■ Exercise material ■
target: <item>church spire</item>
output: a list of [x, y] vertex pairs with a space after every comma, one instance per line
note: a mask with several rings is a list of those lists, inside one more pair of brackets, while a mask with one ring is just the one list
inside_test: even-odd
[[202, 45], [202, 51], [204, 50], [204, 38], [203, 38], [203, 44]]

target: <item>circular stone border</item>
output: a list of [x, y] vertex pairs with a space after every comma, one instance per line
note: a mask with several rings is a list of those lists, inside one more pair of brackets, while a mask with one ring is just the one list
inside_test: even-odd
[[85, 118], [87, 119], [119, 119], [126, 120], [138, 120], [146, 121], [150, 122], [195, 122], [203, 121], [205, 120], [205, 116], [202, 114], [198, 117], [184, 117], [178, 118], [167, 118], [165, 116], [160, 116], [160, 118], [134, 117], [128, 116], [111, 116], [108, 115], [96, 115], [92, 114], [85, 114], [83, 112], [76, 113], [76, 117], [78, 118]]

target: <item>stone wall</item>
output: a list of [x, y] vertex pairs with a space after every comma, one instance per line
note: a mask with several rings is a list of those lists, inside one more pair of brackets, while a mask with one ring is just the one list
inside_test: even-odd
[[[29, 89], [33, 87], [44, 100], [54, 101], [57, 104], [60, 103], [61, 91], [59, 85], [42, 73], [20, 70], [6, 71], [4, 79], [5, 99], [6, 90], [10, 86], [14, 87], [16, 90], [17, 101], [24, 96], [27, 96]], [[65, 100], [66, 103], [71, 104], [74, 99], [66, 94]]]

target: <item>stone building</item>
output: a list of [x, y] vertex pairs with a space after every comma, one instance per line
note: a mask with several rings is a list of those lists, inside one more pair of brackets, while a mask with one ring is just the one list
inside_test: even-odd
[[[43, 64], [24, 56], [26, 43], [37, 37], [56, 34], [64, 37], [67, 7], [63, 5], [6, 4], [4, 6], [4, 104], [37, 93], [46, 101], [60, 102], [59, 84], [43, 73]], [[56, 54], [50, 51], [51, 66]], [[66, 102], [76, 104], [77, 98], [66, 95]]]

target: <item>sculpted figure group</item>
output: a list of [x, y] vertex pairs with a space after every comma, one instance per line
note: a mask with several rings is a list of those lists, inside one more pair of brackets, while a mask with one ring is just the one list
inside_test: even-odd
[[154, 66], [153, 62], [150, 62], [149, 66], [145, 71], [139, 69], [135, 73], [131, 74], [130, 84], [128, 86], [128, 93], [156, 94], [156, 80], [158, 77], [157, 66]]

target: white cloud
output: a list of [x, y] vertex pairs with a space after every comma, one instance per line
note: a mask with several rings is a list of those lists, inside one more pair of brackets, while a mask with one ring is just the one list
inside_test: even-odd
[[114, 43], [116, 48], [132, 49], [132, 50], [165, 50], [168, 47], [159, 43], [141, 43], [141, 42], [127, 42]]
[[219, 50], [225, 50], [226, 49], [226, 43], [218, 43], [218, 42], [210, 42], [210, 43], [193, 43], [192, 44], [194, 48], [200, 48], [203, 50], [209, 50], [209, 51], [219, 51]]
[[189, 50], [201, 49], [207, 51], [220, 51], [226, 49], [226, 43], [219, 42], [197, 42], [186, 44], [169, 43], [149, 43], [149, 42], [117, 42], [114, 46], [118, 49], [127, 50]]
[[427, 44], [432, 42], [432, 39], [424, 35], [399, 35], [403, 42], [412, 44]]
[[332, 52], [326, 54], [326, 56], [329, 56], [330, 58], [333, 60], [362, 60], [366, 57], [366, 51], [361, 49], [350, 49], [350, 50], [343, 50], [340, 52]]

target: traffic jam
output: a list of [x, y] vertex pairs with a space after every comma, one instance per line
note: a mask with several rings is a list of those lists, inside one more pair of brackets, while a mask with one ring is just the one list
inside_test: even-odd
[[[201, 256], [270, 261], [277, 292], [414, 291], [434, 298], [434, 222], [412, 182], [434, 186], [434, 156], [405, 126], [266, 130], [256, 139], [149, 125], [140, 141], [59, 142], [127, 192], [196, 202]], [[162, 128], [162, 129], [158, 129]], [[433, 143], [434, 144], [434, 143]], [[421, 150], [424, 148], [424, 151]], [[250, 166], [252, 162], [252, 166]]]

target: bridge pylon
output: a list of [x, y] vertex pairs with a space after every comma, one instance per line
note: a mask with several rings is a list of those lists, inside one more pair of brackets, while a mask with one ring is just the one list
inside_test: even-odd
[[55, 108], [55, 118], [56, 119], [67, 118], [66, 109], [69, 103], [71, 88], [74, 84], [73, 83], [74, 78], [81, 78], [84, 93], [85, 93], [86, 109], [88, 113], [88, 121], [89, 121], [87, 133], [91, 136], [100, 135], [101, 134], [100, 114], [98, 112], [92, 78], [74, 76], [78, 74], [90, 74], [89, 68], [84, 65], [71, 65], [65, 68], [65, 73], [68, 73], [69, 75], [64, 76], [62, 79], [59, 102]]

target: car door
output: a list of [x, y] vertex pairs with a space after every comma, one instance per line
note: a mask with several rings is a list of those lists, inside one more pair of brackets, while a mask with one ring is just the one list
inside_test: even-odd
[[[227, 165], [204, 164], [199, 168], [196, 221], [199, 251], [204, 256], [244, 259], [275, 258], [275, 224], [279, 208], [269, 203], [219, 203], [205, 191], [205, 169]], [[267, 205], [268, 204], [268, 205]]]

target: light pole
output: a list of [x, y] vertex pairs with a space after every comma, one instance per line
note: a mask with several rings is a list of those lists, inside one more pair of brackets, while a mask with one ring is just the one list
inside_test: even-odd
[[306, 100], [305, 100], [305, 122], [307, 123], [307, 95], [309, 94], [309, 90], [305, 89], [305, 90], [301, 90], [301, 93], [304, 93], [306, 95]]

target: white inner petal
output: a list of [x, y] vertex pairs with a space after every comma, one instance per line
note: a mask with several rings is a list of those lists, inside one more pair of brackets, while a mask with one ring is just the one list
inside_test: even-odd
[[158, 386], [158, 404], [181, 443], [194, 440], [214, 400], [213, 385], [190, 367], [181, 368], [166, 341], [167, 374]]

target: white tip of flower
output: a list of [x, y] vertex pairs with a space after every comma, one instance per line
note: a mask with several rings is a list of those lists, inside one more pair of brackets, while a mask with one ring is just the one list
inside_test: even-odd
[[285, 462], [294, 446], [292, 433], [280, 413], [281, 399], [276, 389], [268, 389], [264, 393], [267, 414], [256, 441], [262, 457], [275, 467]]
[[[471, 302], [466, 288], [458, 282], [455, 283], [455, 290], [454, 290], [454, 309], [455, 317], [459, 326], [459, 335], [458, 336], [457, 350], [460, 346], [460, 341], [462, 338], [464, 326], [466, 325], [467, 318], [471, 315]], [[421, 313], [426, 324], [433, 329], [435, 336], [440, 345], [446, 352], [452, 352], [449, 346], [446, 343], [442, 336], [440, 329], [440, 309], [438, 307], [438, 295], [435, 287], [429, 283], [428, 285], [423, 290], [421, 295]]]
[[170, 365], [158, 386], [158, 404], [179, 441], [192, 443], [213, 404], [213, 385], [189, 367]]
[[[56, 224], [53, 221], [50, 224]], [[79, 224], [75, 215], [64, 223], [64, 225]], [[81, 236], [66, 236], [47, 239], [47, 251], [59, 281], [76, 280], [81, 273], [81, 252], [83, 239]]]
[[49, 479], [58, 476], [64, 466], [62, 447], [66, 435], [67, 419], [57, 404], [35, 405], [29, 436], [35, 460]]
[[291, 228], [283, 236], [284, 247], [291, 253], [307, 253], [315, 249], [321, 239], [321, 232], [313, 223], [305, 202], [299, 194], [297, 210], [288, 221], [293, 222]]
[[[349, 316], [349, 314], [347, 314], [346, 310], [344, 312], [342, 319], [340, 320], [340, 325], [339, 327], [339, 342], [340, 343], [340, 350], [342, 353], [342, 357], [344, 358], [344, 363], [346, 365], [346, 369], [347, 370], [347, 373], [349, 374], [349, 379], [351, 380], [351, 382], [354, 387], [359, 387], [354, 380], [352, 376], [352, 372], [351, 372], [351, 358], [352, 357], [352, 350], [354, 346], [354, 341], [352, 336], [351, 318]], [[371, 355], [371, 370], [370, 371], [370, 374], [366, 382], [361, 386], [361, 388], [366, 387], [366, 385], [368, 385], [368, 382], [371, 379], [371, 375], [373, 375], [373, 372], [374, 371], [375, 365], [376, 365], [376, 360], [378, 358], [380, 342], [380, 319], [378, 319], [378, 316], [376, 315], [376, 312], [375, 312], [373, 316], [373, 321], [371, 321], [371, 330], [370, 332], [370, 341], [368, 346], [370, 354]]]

■ Task brief ■
Copy the material word for word, from the line with "target: <item>stone wall</item>" up to and including the line with "99], [66, 94]]]".

■ Final answer ■
target: <item>stone wall</item>
output: a list of [x, y] vertex pairs with a space after every comma, one instance per line
note: a mask with several rings is a list of those lists, inside one more pair of brackets, while a mask with one ring is just the one list
inside_test: even-odd
[[[29, 89], [33, 87], [44, 100], [54, 101], [57, 104], [60, 103], [61, 91], [59, 85], [42, 73], [20, 70], [6, 71], [4, 79], [5, 99], [6, 90], [10, 86], [14, 87], [16, 90], [17, 101], [24, 96], [27, 96]], [[65, 100], [66, 103], [71, 104], [74, 99], [66, 94]]]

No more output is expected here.